Extract every line of the material below and reproduce each one word for word, in the order given.

________________________

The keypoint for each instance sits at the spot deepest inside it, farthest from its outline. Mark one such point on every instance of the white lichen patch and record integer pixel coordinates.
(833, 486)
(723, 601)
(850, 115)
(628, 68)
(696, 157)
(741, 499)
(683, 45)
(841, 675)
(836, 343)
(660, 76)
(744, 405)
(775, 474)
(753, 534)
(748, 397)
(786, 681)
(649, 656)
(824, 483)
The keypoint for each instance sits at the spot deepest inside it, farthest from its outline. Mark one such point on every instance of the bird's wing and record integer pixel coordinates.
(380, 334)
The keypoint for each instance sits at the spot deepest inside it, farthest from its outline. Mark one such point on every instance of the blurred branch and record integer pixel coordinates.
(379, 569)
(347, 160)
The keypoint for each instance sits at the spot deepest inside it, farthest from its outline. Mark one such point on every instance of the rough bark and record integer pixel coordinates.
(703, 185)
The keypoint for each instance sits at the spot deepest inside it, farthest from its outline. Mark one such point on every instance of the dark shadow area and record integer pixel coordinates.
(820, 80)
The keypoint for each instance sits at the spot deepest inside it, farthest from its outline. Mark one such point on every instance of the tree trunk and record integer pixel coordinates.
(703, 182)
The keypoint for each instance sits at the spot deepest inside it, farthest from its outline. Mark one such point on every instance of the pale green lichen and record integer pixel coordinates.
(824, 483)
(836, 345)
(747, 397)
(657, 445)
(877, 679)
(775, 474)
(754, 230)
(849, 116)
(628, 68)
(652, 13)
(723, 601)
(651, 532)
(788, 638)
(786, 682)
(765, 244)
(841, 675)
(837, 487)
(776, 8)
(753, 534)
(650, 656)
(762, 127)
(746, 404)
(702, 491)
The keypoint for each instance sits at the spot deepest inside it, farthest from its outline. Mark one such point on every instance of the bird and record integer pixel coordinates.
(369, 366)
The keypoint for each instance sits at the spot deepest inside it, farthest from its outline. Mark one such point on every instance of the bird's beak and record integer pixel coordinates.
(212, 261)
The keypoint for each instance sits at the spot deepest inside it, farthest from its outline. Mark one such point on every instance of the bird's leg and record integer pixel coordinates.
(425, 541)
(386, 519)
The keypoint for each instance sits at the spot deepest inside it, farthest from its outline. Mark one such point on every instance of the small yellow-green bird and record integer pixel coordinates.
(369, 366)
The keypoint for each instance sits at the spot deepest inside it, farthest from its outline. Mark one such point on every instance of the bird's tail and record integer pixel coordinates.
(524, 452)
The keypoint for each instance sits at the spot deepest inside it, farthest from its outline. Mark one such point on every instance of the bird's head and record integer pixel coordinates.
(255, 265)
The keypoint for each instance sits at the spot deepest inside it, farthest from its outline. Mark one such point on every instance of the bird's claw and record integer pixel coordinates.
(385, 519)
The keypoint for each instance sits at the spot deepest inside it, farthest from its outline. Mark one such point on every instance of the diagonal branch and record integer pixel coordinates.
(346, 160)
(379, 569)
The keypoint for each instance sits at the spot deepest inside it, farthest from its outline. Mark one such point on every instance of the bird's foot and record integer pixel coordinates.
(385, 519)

________________________

**Answer to the task**
The keypoint for each instance sits at the spot deepest inside it, farthest from its outline. Mark one such point on every instance of the white lichen patch and record integer pixel coordinates.
(833, 486)
(723, 601)
(850, 115)
(628, 68)
(696, 157)
(741, 499)
(683, 45)
(841, 675)
(836, 343)
(660, 76)
(744, 405)
(775, 474)
(753, 534)
(748, 397)
(786, 681)
(649, 656)
(824, 483)
The keypoint for each instance sits at the spot deepest inside it, farthest from its outline. Mark one such point on every instance of the bird's wing and record integer pixel coordinates.
(380, 334)
The keypoint for each instance sits at the spot deepest inside it, farthest from its outline. Mark one such point on every instance of the blurred branch and record integer pixel coordinates.
(379, 569)
(347, 160)
The keypoint for each instance sits at the spot deepest inside it, farthest from its outline. Mark one such point on every instance of the rough bark and record integer pixel coordinates.
(703, 185)
The keypoint for each instance sits at the spot deepest inside it, farthest from its outline. Mark one such point on every instance of the dark shadow area and record integer pixel coordinates.
(820, 80)
The keypoint for each instance sits at the spot deepest inside it, farthest from its outline. Mark one such point on every instance of the tree trunk and record integer pixel coordinates.
(703, 182)
The keypoint for each instance sits at the spot deepest inside it, farthest from its outline. Mark one such point on every instance of the pale green lichen and record integer pixel coordinates.
(824, 483)
(836, 345)
(747, 397)
(657, 445)
(877, 679)
(775, 474)
(754, 230)
(849, 116)
(628, 68)
(652, 13)
(723, 601)
(651, 532)
(788, 638)
(786, 682)
(765, 244)
(841, 675)
(837, 487)
(776, 8)
(753, 534)
(650, 656)
(762, 127)
(746, 404)
(702, 491)
The keypoint for each instance sits at the spot deepest inside it, farthest from its outline. Mark one such point on every instance of the bird and record integer pixel coordinates.
(369, 366)
The keypoint for each instance sits at the spot deepest inside it, farthest from its outline. Mark one such point on every instance of the bird's beak and record integer pixel coordinates.
(212, 261)
The keypoint for each instance sits at the spot deepest inside it, farthest from its outline. Mark one such point on every instance of the bird's leg and record integer pixel coordinates.
(425, 541)
(386, 519)
The keypoint for each instance sits at the spot deepest inside it, farthest from its outline. Mark one such point on every instance of the small yellow-green bird and record integer pixel coordinates.
(369, 366)
The keypoint for each instance sits at the spot deepest inside it, farthest from its outline. Mark one such point on every instance of the bird's tail and record integer pixel coordinates.
(524, 452)
The keypoint for each instance sits at the spot deepest inside it, farthest from its outline. Mark one such point on every instance of the bird's head and record integer pixel coordinates.
(255, 265)
The keypoint for each instance sits at the spot deepest inside it, farthest from its outline. Mark one such point on every instance of the bird's claw and record integer pixel coordinates.
(385, 519)
The keypoint for each instance sits at the spot deepest inside it, farthest from its outline. Mark one such point on every instance of the diagonal branch and record integer pixel coordinates.
(346, 160)
(379, 569)
The keypoint for each instance sits at the spot deepest inside it, farthest from its outline. Mark one such point on every instance of the bird's foot and record integer pixel coordinates.
(385, 519)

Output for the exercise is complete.